BEGIN DATA PROVIDED

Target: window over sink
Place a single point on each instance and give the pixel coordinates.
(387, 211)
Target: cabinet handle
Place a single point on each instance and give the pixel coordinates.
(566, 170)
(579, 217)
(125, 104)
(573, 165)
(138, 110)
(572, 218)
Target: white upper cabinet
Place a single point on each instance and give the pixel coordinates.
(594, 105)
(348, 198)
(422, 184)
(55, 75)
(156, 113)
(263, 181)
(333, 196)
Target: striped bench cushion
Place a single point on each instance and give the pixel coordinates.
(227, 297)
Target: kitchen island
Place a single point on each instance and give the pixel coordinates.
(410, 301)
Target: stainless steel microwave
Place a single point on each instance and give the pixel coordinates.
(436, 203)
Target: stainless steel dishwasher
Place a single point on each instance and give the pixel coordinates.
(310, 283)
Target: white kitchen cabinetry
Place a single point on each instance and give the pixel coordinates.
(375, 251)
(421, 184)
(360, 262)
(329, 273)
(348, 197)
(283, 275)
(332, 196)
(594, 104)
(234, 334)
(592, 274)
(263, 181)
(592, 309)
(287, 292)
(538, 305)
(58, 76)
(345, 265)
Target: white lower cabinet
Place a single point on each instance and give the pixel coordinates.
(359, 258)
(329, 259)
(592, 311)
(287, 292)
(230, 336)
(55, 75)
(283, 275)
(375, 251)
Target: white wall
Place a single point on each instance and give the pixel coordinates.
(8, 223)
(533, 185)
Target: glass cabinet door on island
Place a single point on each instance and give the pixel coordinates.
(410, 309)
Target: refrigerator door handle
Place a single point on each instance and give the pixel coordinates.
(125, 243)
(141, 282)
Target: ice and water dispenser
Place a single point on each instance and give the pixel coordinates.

END DATA PROVIDED

Repeat the entries verbatim through the line with "Target: white upper cabinet".

Target: window over sink
Place a single point on each instance and give the pixel coordinates.
(387, 211)
Target: cabinet handle
Place a single point on each instance and give the pixel coordinates.
(566, 170)
(579, 217)
(125, 104)
(573, 165)
(138, 110)
(572, 218)
Target: white upper cabinet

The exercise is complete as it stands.